SHORT EXERCISE A: In the article below on the awards database, reproduce the passage that starts at the words "Between June and" and ends after "database for a fee.". Rename "PIABA" as "the Association" wherever it occurs.

PASSAGE SHOWN:
◆ ◆ ◆ ◆
T. R. Halvorson is Deputy County Attorney in Sidney, MT, President of Synoptic Text Information Services, Inc., webmaster of LexNotes , and author of Law of the Super Searchers: the Online Secrets of Top Legal Researchers .
“Houston, We Have Liftoff”
An entire database has been lifted, and people have gone ballistic.
Between June and October 2001, the Public Investors Arbitration Bar Association, Inc. (PIABA) downloaded what is believed to be all of the more than 26,000 awards in the SAC-CCH Awards Library (also known as the SCAN Library, where SCAN signifies SAC-CCH Awards Network) from the NASD Dispute Resolution, Inc. website. PIABA revealed plans to provide its members with access to the database for a fee.
One of PIABA’s founders and past presidents, Stuart C. Goldberg, sent an email message to PIABA’s Executive Committee, its Board of Directors, and its membership at large via PIABA-LIST on September 26, 2001. In the message,1 Goldberg decries his removal as PIABA’s General Counsel a few months earlier apparently because of his opposition to taking the awards database, and he uses strong language to characterize the lifting of the database and the people presently constituting the Board of Directors and the Executive Committee. The message calls the lifting a “theft” that is “unethical, immoral and totally shameless.” It says, “PIABA has been left to the unrestrained impulses of those directors who are motivated by pure personal greed and self-aggrandizement, devoid of ethical and moral conscience.”
The next day, September 27, 2001, PIABA’s co-founder, Robert Dyer, sent a message to PIABA’s members. While Dyer’s tone is generally measured and temperate, his message says, “This data base purloining (until the Board obtains legal cover) is a bit like Watergate,” and:
[F]or the life of me, I cannot imagine any member — let alone any Director — of this organization who would want to simply steal Rick Ryder’s data base and then try to sell it to our membership. This is so offensive to me personally — and I would think offensive to any lawyer with the genuine moral compass — that I would urge all of you to reconsider your mission in light of PIABA’s mission.
From the opening of Dyer’s message, it appears that his occasion for writing was a formal motion to remove Goldberg as a Director.
In an email from Philip M. Aidikoff, President of PIABA, to the membership of PIABA,7 Aidikoff says,
Prior to this work, we researched the legal issues raised in connection with development of this software and concluded that we were within our rights. We then retained the firm of Goodwin Procter to issue an opinion letter and they concurred with our analysis that SAC does not have any copyright protection in either the compilation of the Awards or the underlying Awards themselves.
◆ ◆ ◆ ◆
SHORT EXERCISE B: Locate each line in the records below that contains the string "bare", treating upper and lower case as different, and copy those lines.

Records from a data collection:
◆ ◆ ◆ ◆
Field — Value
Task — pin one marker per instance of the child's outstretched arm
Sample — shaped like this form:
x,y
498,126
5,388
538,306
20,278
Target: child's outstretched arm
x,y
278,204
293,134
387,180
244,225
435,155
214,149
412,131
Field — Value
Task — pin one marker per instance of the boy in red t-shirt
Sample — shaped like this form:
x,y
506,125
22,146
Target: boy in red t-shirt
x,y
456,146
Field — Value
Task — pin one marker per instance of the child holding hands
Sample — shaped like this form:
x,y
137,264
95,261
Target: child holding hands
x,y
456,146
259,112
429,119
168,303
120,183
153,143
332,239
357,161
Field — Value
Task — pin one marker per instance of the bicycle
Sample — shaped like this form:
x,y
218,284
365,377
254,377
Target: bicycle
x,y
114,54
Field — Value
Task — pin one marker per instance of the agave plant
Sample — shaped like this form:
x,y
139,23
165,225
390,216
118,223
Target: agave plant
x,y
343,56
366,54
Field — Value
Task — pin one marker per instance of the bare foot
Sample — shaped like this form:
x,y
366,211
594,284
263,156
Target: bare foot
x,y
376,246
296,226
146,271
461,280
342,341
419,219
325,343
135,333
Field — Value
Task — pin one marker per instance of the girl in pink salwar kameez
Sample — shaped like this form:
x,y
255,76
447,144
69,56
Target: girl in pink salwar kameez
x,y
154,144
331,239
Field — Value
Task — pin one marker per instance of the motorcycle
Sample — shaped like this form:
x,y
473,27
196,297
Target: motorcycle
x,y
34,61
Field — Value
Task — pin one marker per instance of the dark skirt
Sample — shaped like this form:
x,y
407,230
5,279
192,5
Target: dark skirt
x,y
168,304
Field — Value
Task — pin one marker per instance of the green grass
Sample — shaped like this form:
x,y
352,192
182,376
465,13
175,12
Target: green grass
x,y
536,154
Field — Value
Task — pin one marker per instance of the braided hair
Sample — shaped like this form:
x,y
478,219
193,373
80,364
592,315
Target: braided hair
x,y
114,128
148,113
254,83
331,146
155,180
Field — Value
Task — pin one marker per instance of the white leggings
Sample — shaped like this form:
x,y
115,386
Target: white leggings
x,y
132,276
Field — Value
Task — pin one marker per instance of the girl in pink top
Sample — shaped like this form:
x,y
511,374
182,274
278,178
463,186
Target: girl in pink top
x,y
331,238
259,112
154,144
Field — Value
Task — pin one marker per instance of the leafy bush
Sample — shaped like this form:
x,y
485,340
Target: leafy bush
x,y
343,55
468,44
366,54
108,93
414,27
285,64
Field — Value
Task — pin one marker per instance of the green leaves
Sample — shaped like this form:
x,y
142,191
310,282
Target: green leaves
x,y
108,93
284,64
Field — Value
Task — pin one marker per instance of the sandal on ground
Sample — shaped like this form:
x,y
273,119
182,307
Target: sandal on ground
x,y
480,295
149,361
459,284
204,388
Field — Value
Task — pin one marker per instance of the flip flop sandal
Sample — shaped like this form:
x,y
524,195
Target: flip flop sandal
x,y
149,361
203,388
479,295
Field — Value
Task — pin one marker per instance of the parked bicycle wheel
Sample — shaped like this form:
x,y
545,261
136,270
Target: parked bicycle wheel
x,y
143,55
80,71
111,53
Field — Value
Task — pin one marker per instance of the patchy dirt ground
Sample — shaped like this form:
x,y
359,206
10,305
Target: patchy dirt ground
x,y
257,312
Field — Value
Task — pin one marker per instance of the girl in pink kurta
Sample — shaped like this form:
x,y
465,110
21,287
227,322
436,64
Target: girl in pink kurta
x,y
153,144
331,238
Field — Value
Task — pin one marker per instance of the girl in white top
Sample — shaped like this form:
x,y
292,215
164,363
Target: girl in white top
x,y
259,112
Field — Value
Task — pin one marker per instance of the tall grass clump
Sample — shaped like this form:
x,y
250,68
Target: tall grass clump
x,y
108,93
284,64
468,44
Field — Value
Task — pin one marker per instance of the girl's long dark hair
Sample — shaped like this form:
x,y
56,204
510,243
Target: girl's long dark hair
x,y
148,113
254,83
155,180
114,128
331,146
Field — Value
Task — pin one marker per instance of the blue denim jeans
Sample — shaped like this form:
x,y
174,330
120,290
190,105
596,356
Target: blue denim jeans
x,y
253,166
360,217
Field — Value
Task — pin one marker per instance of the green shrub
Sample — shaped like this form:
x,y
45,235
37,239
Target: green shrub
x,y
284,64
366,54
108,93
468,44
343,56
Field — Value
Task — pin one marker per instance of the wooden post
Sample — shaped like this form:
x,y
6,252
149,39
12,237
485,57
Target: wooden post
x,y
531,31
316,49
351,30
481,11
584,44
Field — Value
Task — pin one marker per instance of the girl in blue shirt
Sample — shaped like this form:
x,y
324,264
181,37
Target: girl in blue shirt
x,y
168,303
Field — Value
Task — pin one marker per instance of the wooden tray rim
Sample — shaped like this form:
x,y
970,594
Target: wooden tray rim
◆ ◆ ◆ ◆
WRITTEN REPLY A:
Between June and October 2001, the Public Investors Arbitration Bar Association, Inc. (the Association) downloaded what is believed to be all of the more than 26,000 awards in the SAC-CCH Awards Library (also known as the SCAN Library, where SCAN signifies SAC-CCH Awards Network) from the NASD Dispute Resolution, Inc. website. the Association revealed plans to provide its members with access to the database for a fee.

WRITTEN REPLY B:
Task — pin one marker per instance of the bare foot
Target: bare foot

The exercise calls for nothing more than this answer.